● Supplied text:
The monsoon in India arrives the way a long-expected visitor does — everyone said it was coming and now it is at the door, a little taller than you remembered, a little more intent. For three or four months, the city will smell different. The air will be heavier. The stairwell will hold water in its corners. Our dogs, who pay attention to things we no longer do, will notice all of it.
We have collected, over the last few weeks, the small things that the pack has told us about how their dogs meet the rain. Not advice. Not a checklist. A notebook of observations that felt, as we read them, like a kind of belonging.
Some dogs are born in it. Indies, many of them, are monsoon dogs — they knew the rain before they knew us. For them, the season is a memory dressed up as weather. You can see it in the way they stand at the door when the first drops arrive, as if a song has started and they know all the words.

● Data for analysis:
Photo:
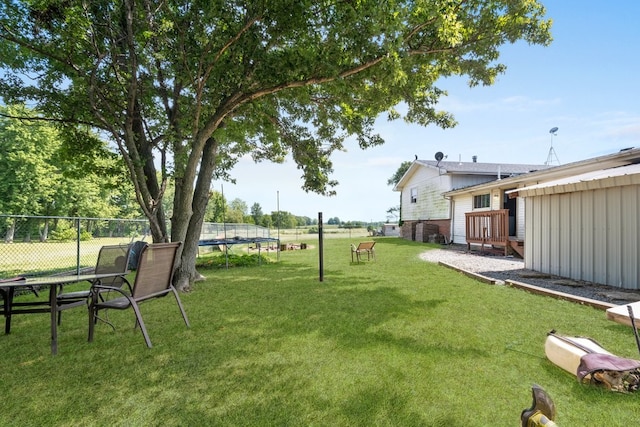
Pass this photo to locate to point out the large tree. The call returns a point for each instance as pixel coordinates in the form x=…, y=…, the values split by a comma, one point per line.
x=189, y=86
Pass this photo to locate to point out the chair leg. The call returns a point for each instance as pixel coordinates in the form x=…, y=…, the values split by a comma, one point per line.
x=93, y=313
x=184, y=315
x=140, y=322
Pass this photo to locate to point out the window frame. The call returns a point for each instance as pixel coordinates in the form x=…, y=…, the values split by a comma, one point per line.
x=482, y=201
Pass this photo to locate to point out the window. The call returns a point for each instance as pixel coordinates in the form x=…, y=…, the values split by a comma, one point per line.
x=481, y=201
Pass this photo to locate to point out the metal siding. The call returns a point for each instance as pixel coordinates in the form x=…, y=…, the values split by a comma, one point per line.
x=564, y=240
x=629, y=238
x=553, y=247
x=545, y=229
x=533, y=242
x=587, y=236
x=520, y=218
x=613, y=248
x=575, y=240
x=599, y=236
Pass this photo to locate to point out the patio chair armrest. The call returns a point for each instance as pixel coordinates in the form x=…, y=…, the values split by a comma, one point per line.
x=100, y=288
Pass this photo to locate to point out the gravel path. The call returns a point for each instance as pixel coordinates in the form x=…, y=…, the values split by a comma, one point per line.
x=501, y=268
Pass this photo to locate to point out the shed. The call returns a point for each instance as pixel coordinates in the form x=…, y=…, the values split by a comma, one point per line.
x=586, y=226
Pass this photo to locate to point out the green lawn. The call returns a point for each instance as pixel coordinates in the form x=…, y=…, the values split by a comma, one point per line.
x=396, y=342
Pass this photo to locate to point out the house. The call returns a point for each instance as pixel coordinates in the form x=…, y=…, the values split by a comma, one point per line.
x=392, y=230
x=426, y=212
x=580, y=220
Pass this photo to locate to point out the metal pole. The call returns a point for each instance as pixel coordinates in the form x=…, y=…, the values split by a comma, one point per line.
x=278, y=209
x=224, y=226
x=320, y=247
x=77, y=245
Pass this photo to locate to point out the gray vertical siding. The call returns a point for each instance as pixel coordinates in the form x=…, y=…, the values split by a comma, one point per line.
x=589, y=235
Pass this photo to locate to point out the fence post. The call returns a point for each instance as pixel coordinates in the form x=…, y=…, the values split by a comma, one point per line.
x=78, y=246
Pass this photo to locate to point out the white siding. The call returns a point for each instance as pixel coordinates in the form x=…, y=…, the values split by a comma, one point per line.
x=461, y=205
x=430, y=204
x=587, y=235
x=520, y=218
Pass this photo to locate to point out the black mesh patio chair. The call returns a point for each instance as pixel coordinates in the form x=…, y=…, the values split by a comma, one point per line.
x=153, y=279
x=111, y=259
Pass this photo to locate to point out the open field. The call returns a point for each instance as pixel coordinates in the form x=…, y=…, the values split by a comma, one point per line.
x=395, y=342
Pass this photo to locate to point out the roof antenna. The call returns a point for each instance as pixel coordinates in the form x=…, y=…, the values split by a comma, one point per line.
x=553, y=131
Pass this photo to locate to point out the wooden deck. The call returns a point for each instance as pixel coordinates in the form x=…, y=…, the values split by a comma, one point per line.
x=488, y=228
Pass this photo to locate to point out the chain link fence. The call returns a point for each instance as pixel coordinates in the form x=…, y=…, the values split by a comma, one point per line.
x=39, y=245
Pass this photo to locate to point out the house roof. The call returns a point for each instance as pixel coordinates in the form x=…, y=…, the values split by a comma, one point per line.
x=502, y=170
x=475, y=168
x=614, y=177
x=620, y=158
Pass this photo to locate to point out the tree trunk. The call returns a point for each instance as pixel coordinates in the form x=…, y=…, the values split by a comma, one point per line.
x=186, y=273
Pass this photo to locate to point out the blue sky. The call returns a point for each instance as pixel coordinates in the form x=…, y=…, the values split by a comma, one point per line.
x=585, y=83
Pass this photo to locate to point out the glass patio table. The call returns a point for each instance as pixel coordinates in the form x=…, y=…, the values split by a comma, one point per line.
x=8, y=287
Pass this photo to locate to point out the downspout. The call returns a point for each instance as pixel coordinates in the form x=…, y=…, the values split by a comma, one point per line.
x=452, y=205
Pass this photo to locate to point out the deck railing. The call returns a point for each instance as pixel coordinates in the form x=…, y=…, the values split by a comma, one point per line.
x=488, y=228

● Task statement: Continue the essay about dogs and the Indian monsoon, starting after its final sentence.

● Task response:
Others are still learning. Kabir, a six-month-old Lab in Mumbai, met his first real rain two weeks ago. He did not know water could come from the ground as well as the sky. His family says he has not been the same since.
Then there is the fear. Of thunder, of leaking ceilings, of the wind pulling the windows, of the silence that follows when the power cuts and the whole city exhales at once. Our dogs are not afraid of the rain. They are afraid of how much the rain changes the house.
If you are a new dog parent reading this, here is the one thing we will say: the monsoon is not a crisis. It is a chapter. Sit through it with them. That is most of the work.
We will not tell you what to put on their paws. We will not tell you what to feed them, what to buy, what to wrap them in, what supplements, what medicines. That is a conversation for you and someone who has trained for years to know. We can tell you only what the pack has said: the months are long, and the dogs remember who was calm.
The monsoon is coming. Stand at the window and watch it together. The rest of it will sort itself out.